### REQUIRED ACTION
Proceed with the account below of the tasting-menu lunch at Trattoria il Delfino in Sferracavallo, picking up after its final line.

[[ EXTRACT open ]]

MT 11:50 AM - Sferracavallo: MT with monument with statues of Saints Cosmas and Damian along waterfront promenade on our way back to Trattoria il Delfino.
We arrived back at Trattoria il Delfino just before noon.
11:53 AM - Sferracavallo: Trattoria il Delfino - exterior, with "Trattoria L'Ancora" next door in foreground.
We started the Tasting Menu at 12:18 pm, immediately after being seated. They began serving one course after another, often before we had finished the previous course. It was not until 12:50 that we had enough of a breather to take a photo of the menu posted outside the restaurant, which helped us to know what we were eating. This menu was different from the one we had in 2005 and from the one on their web site.
MT 12:52 PM - Sferracavallo: Trattoria il Delfino - "Menu Degustazione" (Tasting Menu), which translates from Italian to English as follows:
Appetizers:
Seafood salad with oil and lemon
Swordfish caponata with eggplant
Prawn cocktail in pink sauce
Mussels popped with black pepper
[line whited out]
Beccafico sardine flan
Fried squid
Fried shrimp
Oyster
Our Firsts:
Spaghetti with clams
Chef's risotto
Our fresh pasta with grouper, cherry tomatoes and mint
Our Seconds:
Grilled catch of the day
Grilled shrimp or
1/2 steamed lobster
Lemon sorbet
The Cellar:
Cantine Paolini 'Inzolia' wine
Water and drinks"

[[ EXTRACT closed ]]
[[ AVAILABLE DATA open ]]

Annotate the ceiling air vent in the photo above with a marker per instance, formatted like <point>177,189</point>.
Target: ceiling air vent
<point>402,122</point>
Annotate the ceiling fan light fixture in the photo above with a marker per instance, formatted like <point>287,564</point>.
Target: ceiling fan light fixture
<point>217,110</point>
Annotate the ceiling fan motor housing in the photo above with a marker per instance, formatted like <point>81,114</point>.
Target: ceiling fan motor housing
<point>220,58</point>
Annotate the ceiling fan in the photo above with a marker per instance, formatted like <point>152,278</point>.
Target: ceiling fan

[[ AVAILABLE DATA closed ]]
[[ AVAILABLE DATA open ]]

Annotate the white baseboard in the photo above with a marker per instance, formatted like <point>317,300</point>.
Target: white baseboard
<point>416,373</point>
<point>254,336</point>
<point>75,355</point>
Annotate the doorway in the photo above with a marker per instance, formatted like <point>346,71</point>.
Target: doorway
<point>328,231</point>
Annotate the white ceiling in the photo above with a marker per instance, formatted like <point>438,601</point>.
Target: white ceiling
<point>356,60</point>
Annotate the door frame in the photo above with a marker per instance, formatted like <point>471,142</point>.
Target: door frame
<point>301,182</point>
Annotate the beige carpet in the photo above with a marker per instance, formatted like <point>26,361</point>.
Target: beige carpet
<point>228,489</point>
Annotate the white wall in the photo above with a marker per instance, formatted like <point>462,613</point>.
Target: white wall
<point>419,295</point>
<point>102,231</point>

[[ AVAILABLE DATA closed ]]

### WRITTEN RESPONSE
We got almost all these dishes plus a bottle of wine and 3 bottles of water (one frizante [sparkling] for Chiara) and 2 plain.
MT 12:18 PM - Sferracavallo: Trattoria il Delfino - Plates 1 and 2: seafood salad and swordfish caponata with eggplant (our first two appetizers, served simultaneously), with plate of bread.
MT 12:24 PM - Sferracavallo: Trattoria il Delfino - Plates 4 and 3, served simultaneously: oysters and fried squid.
MT 12:28 PM - Sferracavallo: Trattoria il Delfino - Plates 5 and 6, served simultaneously: prawn cocktail in pink sauce and swordfish caponata with eggplant.
MT 12:38 PM - Sferracavallo: Trattoria il Delfino - Plate 8: mussels "popped" with black pepper, and lemon slices.
12:38 PM - Sferracavallo: Trattoria il Delfino - Lara and Chiara with remains of mussels (in serving bowl and shells on another plate) and shrimp.
Before the "Primi" (First) courses the waiter brought new plates. (It was during this pause that we had time to take a photo of the menu.)
12:55 PM - Sferracavallo: Trattoria il Delfino - Plate 9: fresh pasta with grouper, cherry tomatoes and mint.
MT 12:58 PM - Sferracavallo: Trattoria il Delfino - Plates 9 and 10: fresh pasta with grouper, cherry tomatoes, and mint and Chef's risotto, since they arrived together.
1:00 PM - Sferracavallo: Trattoria il Delfino - Serving of Plate 11: spaghetti with clams, on Don's plate.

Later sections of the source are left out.